Nothing past the line containing "of the white" belongs in the output. Copy exactly every line of the data below from the first up to and including it.

=== Entries provided ===

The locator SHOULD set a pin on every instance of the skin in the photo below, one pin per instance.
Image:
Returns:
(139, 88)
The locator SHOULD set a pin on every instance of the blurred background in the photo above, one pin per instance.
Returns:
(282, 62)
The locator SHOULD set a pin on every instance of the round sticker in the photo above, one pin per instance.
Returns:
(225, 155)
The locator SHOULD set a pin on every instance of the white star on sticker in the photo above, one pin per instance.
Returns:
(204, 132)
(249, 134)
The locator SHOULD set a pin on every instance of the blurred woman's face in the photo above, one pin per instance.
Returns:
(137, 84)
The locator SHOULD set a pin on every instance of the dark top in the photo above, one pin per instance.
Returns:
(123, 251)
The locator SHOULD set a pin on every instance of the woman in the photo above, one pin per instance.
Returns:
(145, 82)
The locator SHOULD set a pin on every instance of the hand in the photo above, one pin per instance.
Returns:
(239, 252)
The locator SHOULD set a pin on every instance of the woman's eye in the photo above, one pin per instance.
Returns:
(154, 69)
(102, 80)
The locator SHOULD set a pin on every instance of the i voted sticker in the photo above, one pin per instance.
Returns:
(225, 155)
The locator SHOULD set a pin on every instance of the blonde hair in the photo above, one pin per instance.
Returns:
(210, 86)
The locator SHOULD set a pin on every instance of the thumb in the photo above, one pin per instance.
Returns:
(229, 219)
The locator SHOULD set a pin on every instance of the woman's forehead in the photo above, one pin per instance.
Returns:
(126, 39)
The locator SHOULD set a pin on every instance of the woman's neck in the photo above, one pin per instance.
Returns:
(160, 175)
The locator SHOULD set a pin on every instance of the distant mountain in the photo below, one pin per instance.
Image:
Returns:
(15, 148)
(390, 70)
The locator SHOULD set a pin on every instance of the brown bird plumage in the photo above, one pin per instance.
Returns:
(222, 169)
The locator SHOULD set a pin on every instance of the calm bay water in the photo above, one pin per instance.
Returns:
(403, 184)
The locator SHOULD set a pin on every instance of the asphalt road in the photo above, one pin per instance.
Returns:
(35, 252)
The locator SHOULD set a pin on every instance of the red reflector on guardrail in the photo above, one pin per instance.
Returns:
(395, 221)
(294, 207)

===

◆ **Your solution**
The locator SHOULD set a pin on every instance of the skin in the photo below, one pin per instance.
Image:
Returns:
(139, 88)
The locator SHOULD set a pin on every instance of the blurred background in the photo above, one pin per instance.
Returns:
(282, 62)
The locator SHOULD set a pin on every instance of the round sticker in the photo above, one pin per instance.
Returns:
(225, 155)
The locator SHOULD set a pin on every instance of the white star on sticker in the photo above, one pin per instance.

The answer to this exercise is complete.